§ GOAL 1:
Answer these questions about the text on choosing a graduate advisor:
(a) What is the next big decision for a first-year graduate student after picking a graduate program?
(b) What factor does the text name as one to consider in that decision?
(c) How long a history of training young scientists does the seasoned Full Professor have?

§ TEXT PROVIDED:
━━━━━━━━━━━━━━━━━━━━

After picking a graduate program, the next big decision for a first-year graduate student is picking an advisor. One of the factors to consider in this decision is the academic age of the Professor and his or her lab. Do you want to work for the energetic Assistant Professor that joined the department last year, or go for the seasoned Full Professor with a twenty year history of training young scientists? Here I’ll break down the general pro’s and con’s of these labs, and perhaps give you some new things to think about in the process.

━━━━━━━━━━━━━━━━━━━━

§ GOAL 2: Reproduce the part of the listing that opens with the line containing "Dear assistant, the user would like the white grooming" and closes with the line containing "[285,110,389,195]", both lines included. Keep the requests unchanged, multiply every coordinate in the answers by 2, and round to whole numbers, with halves rounded up.

Records from a data collection
━━━━━━━━━━━━━━━━━━━━

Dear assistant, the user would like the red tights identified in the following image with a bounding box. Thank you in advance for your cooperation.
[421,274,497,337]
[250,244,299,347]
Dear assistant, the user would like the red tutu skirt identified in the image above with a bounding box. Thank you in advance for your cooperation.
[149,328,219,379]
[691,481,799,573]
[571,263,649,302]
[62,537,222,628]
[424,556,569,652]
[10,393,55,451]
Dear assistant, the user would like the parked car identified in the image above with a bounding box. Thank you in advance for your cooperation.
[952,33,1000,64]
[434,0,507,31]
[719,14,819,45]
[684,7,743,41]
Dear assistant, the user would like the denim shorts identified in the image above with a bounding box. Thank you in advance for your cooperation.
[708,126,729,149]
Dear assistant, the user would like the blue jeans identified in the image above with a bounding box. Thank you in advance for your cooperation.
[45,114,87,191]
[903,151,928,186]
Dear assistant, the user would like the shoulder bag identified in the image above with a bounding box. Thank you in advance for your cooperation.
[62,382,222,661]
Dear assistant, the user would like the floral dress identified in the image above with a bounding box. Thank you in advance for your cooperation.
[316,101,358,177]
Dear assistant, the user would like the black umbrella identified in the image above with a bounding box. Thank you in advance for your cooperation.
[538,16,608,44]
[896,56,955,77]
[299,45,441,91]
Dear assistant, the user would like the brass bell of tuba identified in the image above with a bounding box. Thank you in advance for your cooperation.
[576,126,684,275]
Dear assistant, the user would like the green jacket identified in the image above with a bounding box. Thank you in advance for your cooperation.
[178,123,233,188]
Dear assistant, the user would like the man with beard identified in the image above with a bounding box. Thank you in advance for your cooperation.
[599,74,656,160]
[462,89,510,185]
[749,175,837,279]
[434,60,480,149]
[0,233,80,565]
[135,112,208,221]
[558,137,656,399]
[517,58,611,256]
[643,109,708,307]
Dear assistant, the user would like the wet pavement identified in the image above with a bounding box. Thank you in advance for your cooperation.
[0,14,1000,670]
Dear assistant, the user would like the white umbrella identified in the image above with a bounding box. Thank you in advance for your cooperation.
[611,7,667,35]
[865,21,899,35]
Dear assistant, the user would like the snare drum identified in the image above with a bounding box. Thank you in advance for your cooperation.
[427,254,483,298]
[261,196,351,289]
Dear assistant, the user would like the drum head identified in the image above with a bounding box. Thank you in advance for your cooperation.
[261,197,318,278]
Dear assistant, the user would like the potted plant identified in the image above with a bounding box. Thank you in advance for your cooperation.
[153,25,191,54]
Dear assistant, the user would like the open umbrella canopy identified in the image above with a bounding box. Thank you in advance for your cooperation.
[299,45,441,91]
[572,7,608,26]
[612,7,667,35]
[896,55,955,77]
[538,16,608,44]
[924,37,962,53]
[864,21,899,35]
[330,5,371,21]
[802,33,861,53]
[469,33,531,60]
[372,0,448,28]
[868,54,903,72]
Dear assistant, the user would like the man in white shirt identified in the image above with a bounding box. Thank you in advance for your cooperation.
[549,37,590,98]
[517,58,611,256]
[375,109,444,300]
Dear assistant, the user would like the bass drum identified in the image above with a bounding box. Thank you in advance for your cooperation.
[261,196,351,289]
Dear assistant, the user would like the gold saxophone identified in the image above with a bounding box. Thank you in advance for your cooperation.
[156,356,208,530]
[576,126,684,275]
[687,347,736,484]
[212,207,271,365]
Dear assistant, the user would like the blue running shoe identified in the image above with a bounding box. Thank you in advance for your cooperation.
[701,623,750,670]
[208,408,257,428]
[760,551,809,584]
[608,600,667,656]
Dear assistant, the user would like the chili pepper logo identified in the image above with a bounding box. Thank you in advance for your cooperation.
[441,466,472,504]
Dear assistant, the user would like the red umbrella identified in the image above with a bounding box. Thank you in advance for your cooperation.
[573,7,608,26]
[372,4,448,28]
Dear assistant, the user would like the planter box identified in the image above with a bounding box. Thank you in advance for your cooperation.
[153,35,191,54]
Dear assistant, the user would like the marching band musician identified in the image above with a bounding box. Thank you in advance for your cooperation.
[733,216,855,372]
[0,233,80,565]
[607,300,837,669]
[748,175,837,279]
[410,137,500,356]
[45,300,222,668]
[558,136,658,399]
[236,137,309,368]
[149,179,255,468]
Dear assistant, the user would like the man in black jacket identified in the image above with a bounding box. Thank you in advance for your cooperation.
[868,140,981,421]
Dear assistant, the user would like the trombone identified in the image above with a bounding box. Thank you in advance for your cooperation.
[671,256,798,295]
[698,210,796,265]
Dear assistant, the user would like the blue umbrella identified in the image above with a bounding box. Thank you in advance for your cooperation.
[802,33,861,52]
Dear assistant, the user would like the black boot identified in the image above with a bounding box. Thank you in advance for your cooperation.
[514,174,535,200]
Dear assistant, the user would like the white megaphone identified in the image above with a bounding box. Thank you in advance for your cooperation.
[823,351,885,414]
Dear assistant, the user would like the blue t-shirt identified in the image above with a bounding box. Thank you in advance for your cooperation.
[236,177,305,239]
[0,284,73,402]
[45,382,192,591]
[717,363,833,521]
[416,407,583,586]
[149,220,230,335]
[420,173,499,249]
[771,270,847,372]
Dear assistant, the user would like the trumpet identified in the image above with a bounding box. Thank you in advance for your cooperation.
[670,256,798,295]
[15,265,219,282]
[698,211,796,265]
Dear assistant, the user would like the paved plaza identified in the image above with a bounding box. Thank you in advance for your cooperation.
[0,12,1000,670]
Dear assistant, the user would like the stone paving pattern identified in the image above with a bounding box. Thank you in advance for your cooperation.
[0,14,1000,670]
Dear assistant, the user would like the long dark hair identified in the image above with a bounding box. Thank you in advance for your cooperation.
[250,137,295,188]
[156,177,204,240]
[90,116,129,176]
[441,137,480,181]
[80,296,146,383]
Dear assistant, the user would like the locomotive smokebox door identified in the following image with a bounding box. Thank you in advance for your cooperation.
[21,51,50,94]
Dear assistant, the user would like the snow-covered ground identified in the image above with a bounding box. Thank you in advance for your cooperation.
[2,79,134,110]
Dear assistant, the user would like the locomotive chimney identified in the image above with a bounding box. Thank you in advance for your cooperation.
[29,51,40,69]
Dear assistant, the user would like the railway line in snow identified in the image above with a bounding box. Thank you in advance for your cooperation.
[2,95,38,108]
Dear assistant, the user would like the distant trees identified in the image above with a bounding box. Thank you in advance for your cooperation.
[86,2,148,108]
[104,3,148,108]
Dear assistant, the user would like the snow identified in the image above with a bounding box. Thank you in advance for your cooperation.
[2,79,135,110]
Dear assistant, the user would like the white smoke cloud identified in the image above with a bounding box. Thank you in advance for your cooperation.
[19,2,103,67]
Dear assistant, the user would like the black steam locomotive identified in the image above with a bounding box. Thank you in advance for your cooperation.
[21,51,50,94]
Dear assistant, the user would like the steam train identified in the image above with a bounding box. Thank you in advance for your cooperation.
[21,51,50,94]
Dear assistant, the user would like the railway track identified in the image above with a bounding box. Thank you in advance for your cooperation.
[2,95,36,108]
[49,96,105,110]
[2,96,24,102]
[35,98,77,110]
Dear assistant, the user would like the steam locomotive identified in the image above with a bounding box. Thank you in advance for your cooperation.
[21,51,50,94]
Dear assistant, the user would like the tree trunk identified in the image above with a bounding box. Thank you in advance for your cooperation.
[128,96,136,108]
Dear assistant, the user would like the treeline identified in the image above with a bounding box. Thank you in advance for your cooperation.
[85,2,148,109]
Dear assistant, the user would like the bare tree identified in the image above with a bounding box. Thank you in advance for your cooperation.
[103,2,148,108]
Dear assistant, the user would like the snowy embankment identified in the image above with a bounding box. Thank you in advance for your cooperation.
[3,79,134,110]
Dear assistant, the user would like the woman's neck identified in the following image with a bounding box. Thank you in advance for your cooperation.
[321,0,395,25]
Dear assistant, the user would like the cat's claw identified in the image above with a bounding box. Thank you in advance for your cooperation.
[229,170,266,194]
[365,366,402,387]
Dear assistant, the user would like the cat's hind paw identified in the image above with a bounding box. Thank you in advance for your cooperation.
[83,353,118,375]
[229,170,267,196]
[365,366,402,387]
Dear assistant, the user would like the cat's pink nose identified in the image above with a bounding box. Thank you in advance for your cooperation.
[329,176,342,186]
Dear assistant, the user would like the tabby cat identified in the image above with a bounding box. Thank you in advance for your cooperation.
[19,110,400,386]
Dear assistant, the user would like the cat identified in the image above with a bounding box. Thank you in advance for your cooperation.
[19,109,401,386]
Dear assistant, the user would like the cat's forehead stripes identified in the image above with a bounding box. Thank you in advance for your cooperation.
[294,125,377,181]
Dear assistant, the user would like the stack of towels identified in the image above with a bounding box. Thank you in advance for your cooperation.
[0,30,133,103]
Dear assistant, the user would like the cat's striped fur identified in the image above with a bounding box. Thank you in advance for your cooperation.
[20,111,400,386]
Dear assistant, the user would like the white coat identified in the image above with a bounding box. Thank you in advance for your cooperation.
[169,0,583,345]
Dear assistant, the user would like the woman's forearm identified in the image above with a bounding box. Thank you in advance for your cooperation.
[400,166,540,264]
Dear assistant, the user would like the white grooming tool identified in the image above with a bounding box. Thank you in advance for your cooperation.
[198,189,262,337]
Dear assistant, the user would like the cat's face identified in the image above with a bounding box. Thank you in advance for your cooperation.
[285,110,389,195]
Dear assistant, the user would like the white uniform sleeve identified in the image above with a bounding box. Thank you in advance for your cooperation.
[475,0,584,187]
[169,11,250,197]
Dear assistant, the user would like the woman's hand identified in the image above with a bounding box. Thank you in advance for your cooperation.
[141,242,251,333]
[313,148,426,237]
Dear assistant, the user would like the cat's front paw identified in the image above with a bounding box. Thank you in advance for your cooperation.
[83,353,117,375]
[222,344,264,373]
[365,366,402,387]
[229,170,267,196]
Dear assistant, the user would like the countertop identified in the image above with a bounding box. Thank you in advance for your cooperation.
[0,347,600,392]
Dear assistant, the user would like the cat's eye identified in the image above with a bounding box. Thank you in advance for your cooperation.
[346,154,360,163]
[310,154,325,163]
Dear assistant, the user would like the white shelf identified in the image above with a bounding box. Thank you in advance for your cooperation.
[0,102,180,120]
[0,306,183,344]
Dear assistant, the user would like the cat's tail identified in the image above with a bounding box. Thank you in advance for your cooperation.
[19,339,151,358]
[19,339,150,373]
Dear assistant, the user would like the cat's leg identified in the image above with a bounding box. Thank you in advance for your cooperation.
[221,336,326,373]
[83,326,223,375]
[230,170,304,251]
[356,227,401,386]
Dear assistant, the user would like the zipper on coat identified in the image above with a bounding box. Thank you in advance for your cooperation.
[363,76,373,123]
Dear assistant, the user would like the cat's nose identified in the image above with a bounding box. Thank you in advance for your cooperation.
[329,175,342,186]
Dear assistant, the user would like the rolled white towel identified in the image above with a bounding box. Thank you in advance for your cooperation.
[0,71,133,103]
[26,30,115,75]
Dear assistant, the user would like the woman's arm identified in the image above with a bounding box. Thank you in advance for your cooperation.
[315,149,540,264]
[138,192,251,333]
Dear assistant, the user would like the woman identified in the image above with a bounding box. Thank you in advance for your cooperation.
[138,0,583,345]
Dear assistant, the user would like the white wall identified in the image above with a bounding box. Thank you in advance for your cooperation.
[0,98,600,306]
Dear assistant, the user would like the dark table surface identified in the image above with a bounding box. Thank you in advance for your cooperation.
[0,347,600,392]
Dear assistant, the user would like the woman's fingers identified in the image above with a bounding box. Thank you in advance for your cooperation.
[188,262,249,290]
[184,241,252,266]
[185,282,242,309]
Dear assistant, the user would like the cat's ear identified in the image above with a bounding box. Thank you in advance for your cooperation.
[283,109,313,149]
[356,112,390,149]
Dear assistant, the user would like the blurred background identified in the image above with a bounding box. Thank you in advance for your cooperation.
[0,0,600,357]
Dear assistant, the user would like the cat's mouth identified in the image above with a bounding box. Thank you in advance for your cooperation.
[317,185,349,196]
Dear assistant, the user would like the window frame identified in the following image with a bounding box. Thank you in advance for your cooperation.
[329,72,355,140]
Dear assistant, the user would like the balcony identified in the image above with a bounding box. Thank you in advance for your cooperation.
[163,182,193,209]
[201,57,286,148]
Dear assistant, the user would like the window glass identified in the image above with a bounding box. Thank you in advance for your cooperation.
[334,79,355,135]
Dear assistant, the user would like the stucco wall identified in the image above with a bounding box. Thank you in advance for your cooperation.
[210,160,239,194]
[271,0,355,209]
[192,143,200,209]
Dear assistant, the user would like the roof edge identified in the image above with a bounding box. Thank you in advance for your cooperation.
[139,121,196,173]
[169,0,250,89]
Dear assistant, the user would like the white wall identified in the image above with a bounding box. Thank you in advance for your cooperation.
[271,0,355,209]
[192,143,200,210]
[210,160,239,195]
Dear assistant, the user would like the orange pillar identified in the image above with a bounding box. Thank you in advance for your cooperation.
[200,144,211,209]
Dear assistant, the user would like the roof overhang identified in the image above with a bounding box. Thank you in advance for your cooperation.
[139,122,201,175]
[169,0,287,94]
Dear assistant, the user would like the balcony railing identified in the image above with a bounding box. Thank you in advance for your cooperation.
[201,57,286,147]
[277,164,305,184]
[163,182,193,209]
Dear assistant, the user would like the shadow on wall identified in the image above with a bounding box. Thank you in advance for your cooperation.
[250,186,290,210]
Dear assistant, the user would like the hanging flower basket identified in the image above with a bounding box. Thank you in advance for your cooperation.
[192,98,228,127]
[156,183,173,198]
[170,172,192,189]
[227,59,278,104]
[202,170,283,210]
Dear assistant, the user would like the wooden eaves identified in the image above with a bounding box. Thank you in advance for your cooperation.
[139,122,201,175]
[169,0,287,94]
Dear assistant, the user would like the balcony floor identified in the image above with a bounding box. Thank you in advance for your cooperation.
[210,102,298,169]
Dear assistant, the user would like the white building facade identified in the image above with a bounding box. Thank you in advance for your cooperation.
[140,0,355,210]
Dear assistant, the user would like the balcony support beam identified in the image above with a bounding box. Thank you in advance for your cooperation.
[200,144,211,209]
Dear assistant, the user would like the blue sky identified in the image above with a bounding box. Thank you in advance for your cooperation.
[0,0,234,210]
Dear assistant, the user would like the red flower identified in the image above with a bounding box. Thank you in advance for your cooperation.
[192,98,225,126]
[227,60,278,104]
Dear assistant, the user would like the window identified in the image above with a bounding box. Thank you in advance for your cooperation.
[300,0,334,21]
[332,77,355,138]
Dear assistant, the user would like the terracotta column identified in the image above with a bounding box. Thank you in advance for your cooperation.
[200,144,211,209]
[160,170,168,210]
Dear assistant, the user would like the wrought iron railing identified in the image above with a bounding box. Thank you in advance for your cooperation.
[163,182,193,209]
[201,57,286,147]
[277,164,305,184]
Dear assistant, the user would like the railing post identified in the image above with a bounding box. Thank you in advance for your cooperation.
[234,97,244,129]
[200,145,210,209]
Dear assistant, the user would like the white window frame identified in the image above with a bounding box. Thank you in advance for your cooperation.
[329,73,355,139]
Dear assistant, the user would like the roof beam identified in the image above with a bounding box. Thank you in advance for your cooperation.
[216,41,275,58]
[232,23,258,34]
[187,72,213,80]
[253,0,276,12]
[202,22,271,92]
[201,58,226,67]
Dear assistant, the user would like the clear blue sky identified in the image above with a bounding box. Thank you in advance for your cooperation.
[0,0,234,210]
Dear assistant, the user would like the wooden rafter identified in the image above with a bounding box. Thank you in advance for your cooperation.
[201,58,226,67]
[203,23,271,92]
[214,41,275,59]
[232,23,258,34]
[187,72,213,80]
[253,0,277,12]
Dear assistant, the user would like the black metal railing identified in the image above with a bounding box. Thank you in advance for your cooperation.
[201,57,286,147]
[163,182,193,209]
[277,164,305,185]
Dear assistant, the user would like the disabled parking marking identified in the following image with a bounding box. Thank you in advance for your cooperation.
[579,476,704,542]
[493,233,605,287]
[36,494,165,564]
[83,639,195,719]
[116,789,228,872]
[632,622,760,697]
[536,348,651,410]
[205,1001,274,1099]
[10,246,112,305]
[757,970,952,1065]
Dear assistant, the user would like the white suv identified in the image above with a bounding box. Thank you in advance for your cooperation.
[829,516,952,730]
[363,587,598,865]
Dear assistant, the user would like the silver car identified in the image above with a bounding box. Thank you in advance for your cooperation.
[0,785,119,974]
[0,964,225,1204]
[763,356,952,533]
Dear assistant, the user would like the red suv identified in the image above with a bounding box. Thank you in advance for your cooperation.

━━━━━━━━━━━━━━━━━━━━

§ RESPONSE 1:
(a) Picking an advisor.
(b) The academic age of the Professor and his or her lab.
(c) A twenty-year history.

§ RESPONSE 2:
Dear assistant, the user would like the white grooming tool identified in the image above with a bounding box. Thank you in advance for your cooperation.
[396,378,524,674]
Dear assistant, the user would like the cat's face identified in the image above with a bounding box. Thank you in advance for your cooperation.
[570,220,778,390]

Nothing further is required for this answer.